*TEXT EXCERPT*
--------------------
Monday, May 25, 2015

Stand for the Right; Don't Back Down

You’d Better be Prepared to Use It

I never saw my father drunk. When I was young he would keep some beer in the refrigerator; he gave me a sip once and I have never wanted another. For medicinal purposes, he kept a fifth of whiskey hidden above the door inside the pantry closet. The same bottle was there for a decade taken out only when he had the croup. But when he was young he was known to go out on week-ends with his brother Woodrow and get drunk and get into fights. Apparently it was the thing to do in southern Georgia in the first half of the twentieth century.

I asked my father about his reputation in these matters. He said it was true but he usually didn’t get too drunk. Woodrow liked to fight and somebody had to get him out of them.
--------------------
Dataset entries
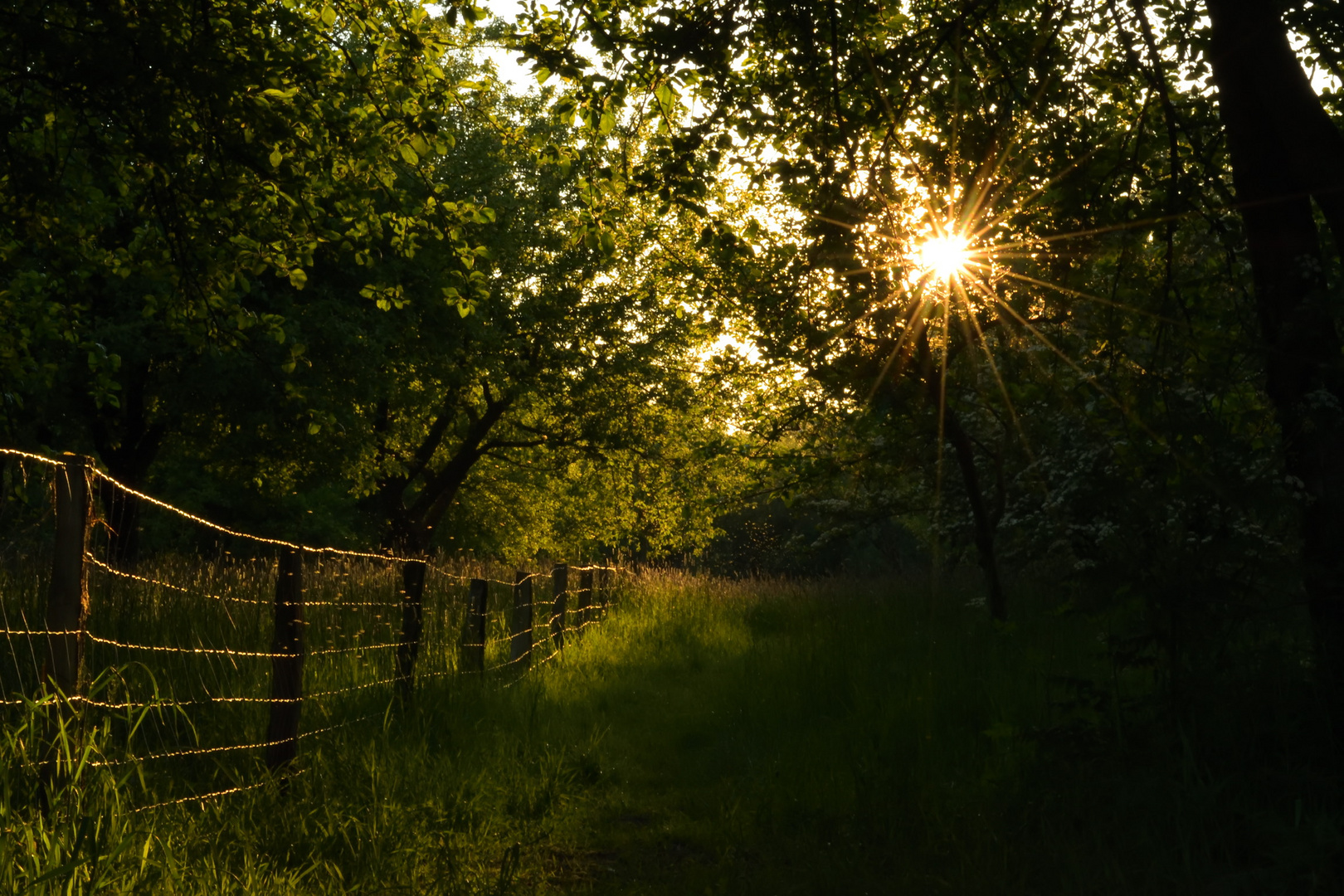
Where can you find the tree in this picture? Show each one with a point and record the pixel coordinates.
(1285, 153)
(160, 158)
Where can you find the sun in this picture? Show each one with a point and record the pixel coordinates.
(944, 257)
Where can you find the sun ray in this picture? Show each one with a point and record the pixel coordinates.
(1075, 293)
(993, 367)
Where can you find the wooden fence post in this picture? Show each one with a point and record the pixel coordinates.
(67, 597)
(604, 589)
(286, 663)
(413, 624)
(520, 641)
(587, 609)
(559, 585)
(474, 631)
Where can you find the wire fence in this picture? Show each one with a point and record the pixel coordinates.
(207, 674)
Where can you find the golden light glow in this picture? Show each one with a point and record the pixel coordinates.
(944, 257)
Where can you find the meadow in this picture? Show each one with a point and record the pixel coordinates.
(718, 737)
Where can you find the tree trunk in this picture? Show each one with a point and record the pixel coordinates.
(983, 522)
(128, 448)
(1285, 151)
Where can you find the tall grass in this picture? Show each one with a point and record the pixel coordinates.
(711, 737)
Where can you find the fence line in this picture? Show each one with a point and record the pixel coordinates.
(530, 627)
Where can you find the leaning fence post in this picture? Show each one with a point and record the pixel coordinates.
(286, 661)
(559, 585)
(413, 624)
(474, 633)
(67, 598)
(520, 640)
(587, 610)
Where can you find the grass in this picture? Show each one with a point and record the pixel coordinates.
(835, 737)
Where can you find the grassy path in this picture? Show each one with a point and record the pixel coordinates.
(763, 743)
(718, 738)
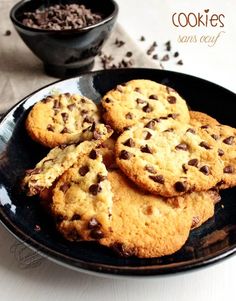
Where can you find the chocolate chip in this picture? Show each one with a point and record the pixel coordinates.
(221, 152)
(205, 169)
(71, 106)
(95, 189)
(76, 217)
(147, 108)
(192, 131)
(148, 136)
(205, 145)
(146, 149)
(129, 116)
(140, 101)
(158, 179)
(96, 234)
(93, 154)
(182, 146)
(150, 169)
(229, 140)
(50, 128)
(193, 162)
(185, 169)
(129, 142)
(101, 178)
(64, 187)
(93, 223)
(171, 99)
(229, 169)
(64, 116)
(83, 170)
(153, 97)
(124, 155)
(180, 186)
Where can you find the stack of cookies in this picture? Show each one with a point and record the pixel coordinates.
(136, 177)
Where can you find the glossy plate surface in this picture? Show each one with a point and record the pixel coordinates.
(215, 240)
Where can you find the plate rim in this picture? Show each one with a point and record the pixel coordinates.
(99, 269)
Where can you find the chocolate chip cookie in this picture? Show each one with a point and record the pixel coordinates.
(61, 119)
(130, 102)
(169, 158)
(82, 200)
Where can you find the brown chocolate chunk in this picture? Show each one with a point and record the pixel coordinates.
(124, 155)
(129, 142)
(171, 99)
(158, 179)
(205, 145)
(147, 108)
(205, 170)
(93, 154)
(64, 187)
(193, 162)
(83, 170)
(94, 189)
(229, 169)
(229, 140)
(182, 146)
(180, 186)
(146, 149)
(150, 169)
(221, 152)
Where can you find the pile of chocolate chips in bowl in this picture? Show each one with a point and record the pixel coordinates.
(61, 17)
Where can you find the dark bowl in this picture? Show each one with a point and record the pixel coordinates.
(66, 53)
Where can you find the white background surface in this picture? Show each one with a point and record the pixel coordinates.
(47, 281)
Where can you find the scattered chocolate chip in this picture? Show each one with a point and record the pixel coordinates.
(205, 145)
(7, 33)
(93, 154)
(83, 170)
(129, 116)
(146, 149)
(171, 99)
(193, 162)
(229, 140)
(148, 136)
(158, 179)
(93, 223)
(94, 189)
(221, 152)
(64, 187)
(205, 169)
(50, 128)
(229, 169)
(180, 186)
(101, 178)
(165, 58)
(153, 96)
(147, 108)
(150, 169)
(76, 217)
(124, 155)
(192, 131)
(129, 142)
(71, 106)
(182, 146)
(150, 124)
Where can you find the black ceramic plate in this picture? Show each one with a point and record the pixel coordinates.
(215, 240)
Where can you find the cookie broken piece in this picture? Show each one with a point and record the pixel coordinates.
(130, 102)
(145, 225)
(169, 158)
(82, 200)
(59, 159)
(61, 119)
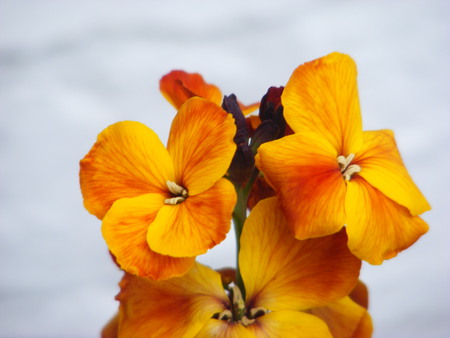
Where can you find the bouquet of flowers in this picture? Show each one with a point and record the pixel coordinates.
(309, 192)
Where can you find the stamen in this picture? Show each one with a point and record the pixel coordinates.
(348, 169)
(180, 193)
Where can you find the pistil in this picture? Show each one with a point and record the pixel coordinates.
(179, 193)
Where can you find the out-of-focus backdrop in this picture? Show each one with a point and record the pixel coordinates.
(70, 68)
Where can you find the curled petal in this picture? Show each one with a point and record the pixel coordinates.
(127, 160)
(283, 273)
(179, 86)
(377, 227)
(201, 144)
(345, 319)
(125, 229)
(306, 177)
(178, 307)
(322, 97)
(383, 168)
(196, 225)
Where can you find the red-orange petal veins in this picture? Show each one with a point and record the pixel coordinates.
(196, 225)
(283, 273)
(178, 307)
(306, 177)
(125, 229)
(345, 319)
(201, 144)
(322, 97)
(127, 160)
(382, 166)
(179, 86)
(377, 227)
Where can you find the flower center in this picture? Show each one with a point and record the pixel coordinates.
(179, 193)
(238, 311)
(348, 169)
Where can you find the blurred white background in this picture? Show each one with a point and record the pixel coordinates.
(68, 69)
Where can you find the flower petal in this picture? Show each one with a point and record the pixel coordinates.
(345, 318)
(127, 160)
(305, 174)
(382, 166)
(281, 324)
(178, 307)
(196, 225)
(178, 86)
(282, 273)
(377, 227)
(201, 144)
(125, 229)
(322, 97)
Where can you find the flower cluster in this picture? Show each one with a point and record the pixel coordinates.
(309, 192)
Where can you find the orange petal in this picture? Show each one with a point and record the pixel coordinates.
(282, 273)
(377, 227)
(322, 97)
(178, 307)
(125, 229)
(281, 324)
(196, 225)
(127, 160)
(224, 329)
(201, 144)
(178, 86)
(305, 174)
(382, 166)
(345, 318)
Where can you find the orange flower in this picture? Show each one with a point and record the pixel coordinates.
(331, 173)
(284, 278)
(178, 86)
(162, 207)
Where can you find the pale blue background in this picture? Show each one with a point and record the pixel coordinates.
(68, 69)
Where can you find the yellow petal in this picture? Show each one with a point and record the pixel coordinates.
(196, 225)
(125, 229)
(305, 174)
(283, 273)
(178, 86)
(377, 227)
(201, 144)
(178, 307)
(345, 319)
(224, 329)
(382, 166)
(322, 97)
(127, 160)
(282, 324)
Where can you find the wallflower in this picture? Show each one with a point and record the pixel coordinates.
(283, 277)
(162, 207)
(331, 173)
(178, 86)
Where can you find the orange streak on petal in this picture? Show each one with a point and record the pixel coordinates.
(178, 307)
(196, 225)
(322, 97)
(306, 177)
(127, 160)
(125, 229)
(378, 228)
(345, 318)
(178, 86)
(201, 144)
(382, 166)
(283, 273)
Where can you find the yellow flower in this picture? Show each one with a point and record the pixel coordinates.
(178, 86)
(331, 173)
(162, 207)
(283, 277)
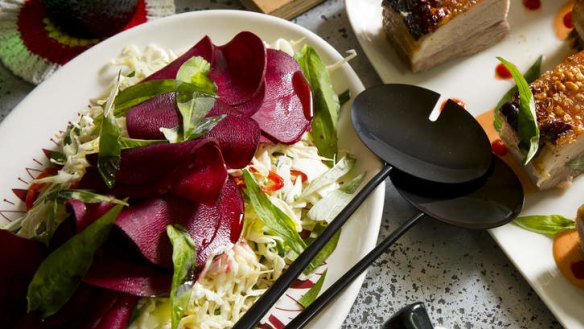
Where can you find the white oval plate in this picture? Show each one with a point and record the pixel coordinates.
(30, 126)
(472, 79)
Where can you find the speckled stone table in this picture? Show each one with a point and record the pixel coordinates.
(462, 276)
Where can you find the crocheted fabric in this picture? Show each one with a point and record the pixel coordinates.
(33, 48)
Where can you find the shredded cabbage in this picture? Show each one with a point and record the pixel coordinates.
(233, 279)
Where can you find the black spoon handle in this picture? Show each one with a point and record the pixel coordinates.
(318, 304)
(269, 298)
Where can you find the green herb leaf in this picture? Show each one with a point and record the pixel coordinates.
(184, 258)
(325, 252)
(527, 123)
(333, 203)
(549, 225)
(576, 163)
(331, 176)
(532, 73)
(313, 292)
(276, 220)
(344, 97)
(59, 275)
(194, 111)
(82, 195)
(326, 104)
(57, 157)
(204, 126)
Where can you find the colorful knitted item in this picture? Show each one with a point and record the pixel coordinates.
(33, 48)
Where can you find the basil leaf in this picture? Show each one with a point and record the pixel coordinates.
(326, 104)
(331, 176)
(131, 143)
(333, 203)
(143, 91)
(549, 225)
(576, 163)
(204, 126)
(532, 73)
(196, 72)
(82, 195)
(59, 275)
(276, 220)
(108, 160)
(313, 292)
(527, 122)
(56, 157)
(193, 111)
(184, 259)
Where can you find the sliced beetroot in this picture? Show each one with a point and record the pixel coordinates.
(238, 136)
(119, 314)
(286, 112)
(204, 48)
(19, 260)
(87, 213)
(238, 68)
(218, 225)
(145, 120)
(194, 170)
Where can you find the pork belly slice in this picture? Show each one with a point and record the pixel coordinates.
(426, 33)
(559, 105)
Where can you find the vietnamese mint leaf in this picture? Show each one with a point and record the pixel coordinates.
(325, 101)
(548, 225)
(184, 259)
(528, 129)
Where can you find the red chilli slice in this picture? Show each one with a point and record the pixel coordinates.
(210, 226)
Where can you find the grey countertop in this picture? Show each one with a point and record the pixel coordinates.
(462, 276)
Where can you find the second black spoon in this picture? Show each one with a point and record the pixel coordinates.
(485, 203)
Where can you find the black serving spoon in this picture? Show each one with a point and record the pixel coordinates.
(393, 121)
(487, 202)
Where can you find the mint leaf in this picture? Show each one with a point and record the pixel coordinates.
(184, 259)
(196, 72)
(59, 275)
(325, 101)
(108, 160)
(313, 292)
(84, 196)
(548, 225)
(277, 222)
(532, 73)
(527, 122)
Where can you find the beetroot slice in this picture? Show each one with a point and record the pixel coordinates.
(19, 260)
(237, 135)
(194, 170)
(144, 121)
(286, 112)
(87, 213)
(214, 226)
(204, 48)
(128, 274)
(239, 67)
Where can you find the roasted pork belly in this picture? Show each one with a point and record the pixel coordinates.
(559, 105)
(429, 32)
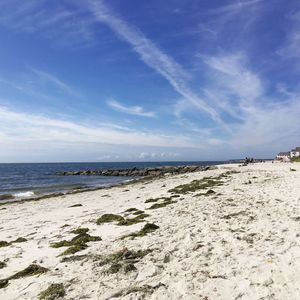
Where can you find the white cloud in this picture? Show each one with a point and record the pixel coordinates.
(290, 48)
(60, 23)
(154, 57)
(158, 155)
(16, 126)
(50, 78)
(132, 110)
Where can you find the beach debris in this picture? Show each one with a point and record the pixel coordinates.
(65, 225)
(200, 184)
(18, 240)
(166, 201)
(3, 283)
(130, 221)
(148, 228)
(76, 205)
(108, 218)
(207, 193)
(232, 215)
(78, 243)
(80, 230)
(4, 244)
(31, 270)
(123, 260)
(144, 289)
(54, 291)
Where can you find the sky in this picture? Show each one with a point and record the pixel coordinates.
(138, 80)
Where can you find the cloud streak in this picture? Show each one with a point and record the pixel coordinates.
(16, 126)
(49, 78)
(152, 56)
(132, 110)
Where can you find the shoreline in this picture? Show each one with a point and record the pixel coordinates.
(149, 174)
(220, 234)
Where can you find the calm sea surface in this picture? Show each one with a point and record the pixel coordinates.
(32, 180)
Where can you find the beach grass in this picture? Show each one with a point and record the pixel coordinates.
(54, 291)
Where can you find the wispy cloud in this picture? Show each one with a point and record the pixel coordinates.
--------------------
*EXERCISES TO COMPLETE*
(1) From the blog post about the father's drinking, reproduce the passage starting with "I never saw" and going on through "out of them.".
(2) In the blog post about the father's drinking, where did the father keep the fifth of whiskey?

*ANSWERS TO THE EXERCISE*
(1)
I never saw my father drunk. When I was young he would keep some beer in the refrigerator; he gave me a sip once and I have never wanted another. For medicinal purposes, he kept a fifth of whiskey hidden above the door inside the pantry closet. The same bottle was there for a decade taken out only when he had the croup. But when he was young he was known to go out on week-ends with his brother Woodrow and get drunk and get into fights. Apparently it was the thing to do in southern Georgia in the first half of the twentieth century.

I asked my father about his reputation in these matters. He said it was true but he usually didn’t get too drunk. Woodrow liked to fight and somebody had to get him out of them.

(2) He kept it hidden above the door inside the pantry closet.